- TASK GOAL
Turn the listing below into a numbered list with no blank lines, leaving out the pictures.

- EXERCISE INPUT
════════════════════

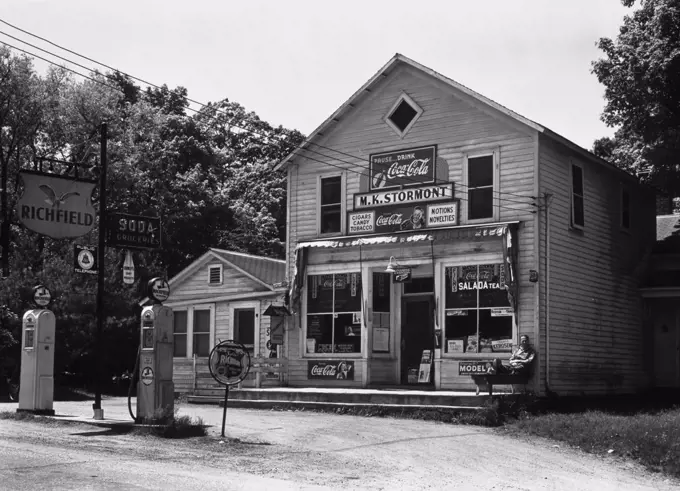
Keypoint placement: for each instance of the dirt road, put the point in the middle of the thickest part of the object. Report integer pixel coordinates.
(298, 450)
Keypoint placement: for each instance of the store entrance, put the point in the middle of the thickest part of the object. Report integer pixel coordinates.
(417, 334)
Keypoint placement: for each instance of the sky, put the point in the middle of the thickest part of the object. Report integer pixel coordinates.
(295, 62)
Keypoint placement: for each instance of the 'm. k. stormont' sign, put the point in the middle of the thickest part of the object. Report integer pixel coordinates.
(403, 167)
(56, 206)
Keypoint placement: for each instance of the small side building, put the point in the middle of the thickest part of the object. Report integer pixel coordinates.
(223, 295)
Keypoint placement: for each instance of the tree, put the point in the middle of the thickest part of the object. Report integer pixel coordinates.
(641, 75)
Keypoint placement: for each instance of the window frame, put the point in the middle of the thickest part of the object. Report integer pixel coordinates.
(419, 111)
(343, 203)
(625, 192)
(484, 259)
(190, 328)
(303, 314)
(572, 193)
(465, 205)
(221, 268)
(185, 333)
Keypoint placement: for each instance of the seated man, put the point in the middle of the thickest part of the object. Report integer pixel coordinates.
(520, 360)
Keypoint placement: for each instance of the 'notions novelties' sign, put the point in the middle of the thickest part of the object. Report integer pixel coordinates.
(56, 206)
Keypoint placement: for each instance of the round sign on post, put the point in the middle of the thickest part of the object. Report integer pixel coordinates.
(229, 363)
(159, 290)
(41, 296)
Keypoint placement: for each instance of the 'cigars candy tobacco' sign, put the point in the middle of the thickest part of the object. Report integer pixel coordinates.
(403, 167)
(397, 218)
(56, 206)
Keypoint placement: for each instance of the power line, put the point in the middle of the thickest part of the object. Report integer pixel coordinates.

════════════════════

- THE SOLUTION
1. Keypoint placement: for each instance of the dirt road, put the point in the middle of the thickest part of the object. Report integer pixel coordinates.
2. (298, 450)
3. Keypoint placement: for each instance of the store entrance, put the point in the middle of the thickest part of the object. Report integer pixel coordinates.
4. (417, 334)
5. Keypoint placement: for each instance of the sky, put the point in the middle of the thickest part of the object. Report integer pixel coordinates.
6. (295, 62)
7. Keypoint placement: for each instance of the 'm. k. stormont' sign, put the point in the middle of the thickest part of the object. Report integer pixel coordinates.
8. (403, 167)
9. (56, 206)
10. Keypoint placement: for each instance of the small side building, put the point in the middle of the thickest part of the object. Report integer pixel coordinates.
11. (223, 295)
12. Keypoint placement: for each instance of the tree, put the point in the middle of the thickest part of the object. Report integer pixel coordinates.
13. (641, 75)
14. Keypoint placement: for each instance of the window frame, put the point in the middle of the thickest part of the object. Report integer pixel coordinates.
15. (419, 111)
16. (343, 203)
17. (625, 192)
18. (484, 259)
19. (190, 328)
20. (303, 314)
21. (572, 193)
22. (465, 205)
23. (221, 268)
24. (185, 333)
25. Keypoint placement: for each instance of the seated man, put the point in the middle of the thickest part of the object. Report integer pixel coordinates.
26. (520, 360)
27. Keypoint placement: for each instance of the 'notions novelties' sign, put the point in the middle of the thickest part of the object. Report integer pixel coordinates.
28. (56, 206)
29. Keypoint placement: for each instance of the round sign on post, put the point in the middle of the thickest part of the object. Report integer pixel coordinates.
30. (229, 363)
31. (159, 290)
32. (41, 296)
33. Keypoint placement: for each instance of the 'cigars candy tobacco' sign, put the point in the middle of the thickest part of the object. Report integer pixel coordinates.
34. (403, 167)
35. (397, 218)
36. (56, 206)
37. Keypoint placement: for each instance of the power line, put the point in the middle of the thickest part of the object. Report integer pixel coordinates.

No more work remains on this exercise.